◆ **Text provided**:
• • • • •

Thu, Sep 14, 2006 - Page 7 News List

Fourth US embassy attacker dies

MISSION ASSAULT The Syrian ambassador to the US has suggested that his country's efforts in foiling the attack could pave the way for improved relations


A Syrian policeman stands in front of the VIP visitors' entrance to the US embassy in Damascus on Tuesday. Armed Islamic militants attempted to storm the embassy using automatic rifles, hand grenades and at least one van rigged with explosives.


One of the four gunmen who attacked the US embassy in the Syrian capital has died of his injuries, after the other three were killed by security forces who thwarted the attack, state-run SANA news agency reported yesterday.

"The fourth terrorist who took part in the terrorist operation targeting the US embassy yesterday [Tuesday] has died of the serious injuries he sustained in clashes with members of the anti-terror squad," it said.

"Due to his critical condition, investigators were unable to interrogate him to unravel this terrorist operation," for which there has been no claim of responsibility yet, the agency said.

All four gunmen were Syrian nationals.

SANA's report contradicted claims by a senior US official who said in Washington late on Tuesday that the gunman captured during the attack had been cooperating with Syrian authorities.

Syrian Interior Minister Bassam Abdel Majid told US Charge d'Affaires Michael Corbin that the attacker was "providing information to Syrian security authorities," State Department Spokesman Tom Casey said.

Three other assailants and a member of Syria's anti-terror squad were killed on Tuesday, as Syrian security forces foiled the attack in which grenades, automatic weapons and two explosives-laden vehicles were used.

The US embassy said that none of its staff was hurt in the attack.

The embassy remained closed yesterday, after Americans were warned to keep a low-profile.

• • • • •

◆ **Extracted entries**:
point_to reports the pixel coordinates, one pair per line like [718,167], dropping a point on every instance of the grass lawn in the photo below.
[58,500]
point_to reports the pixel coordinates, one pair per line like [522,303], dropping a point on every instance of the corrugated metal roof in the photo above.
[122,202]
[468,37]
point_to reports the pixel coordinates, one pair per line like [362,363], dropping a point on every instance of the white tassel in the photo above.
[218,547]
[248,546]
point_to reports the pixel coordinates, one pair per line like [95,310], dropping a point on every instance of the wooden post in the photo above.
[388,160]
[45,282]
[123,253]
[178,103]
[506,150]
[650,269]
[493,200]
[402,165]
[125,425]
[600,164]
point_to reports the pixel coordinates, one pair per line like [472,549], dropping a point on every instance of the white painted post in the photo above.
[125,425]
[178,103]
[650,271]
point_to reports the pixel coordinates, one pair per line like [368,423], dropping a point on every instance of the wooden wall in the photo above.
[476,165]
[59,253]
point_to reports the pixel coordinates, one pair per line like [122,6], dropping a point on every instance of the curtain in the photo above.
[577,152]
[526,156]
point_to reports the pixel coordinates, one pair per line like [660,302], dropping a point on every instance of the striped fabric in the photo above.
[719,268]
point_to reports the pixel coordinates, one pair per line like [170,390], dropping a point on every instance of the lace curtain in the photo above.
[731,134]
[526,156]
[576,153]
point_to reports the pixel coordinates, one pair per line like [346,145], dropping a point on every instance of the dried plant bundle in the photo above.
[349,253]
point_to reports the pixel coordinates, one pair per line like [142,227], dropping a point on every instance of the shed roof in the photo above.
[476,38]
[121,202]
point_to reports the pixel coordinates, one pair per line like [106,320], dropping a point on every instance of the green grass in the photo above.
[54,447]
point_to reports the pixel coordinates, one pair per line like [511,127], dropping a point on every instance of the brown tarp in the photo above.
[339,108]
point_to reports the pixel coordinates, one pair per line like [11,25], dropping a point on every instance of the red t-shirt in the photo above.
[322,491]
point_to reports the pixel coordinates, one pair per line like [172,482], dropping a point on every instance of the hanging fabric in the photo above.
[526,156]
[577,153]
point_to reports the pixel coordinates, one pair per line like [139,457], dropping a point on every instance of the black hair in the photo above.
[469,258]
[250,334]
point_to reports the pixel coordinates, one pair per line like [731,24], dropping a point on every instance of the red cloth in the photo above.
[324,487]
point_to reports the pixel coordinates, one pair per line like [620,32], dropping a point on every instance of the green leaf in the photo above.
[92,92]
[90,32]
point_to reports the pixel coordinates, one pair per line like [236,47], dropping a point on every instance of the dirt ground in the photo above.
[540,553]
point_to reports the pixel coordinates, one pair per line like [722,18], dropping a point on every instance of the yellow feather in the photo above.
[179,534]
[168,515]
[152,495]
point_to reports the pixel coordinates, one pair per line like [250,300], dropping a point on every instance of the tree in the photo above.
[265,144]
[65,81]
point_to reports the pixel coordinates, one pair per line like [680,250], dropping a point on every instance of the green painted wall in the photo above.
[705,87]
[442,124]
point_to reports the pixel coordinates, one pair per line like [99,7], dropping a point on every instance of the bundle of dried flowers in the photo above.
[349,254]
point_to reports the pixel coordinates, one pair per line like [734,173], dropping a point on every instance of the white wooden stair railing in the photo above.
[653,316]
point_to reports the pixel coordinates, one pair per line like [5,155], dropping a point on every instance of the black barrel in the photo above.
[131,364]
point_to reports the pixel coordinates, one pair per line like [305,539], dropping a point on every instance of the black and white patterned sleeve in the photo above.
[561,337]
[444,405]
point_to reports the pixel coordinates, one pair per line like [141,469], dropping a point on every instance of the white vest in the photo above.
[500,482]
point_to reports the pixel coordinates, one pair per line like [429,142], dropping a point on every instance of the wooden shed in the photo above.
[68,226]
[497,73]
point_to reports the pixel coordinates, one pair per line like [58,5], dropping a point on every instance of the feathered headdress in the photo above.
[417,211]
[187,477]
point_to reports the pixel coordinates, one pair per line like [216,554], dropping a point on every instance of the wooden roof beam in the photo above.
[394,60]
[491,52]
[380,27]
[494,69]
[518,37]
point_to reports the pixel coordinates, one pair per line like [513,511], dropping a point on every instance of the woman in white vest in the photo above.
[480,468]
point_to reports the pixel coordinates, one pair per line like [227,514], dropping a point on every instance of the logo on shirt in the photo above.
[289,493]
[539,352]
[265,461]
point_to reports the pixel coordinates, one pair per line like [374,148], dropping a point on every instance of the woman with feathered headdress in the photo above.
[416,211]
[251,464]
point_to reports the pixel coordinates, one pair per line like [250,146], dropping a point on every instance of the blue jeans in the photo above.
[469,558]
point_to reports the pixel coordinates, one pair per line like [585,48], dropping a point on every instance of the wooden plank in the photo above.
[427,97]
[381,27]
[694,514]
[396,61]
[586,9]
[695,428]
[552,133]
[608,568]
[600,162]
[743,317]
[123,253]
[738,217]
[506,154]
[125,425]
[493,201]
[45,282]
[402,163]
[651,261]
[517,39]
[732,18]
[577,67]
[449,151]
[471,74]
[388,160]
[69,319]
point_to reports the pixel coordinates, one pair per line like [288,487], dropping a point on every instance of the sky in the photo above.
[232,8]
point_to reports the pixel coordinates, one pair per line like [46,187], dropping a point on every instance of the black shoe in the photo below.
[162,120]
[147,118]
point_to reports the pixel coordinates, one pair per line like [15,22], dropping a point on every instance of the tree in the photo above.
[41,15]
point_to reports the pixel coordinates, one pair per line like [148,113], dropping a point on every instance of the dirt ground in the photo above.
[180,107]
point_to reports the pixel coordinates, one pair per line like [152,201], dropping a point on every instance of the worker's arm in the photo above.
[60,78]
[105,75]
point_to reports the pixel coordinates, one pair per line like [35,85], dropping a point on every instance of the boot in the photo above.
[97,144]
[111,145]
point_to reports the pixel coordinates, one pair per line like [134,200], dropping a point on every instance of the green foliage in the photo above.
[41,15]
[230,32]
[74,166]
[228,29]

• • • • •

◆ **The problem**: Please continue the news report on the attack on the US embassy in Damascus, starting after its last sentence.

◆ **Output below**:
There was no immediate claim of responsibility the attack but suspicion immediately fell on a little-known al-Qaeda offshoot called Jund al-Sham, Arabic for Soldiers of Syria.

Meanwhile, Syria's ambassador to Washington suggested yesterday that his country's efforts in foiling the attack could pave the way for an improvement in tense relations between the two nations.

"The ball is now in the US administration's court," Ambassador Imad Mustafa told the official Ath-Thawra newspaper.

"The policies followed by this administration do not help in improving relations in a positive fashion," he said.

"There is a chance to improve these relations because Syria has always believed in dialogue as a means to solving all problems and pending issues."

Relations between Washington and Damascus took a turn for the worse in February last year amid accusations that Syria was involved in the murder of former Lebanese prime minister Rafiq Hariri.

Tensions had mounted over Syria's support for the Muslim Shiite Lebanese Hezbollah group in its month-long war with Israel.

Last week, the White House branded Syria and regional ally Iran as "especially worrisome" threats.

The US praised Syria on Tuesday for protecting its embasy and foiling the attack.

"I do think that the Syrians reacted to this attack in a way that helped to secure our people and we very much appreciate that," US Secretary of State Condoleezza Rice said.

"It also once again illustrates the importance of Syria being an important ally in the war on terror," White House spokesman Tony Snow added. "We are hoping they will become an ally and make the choice of fighting against terrorists."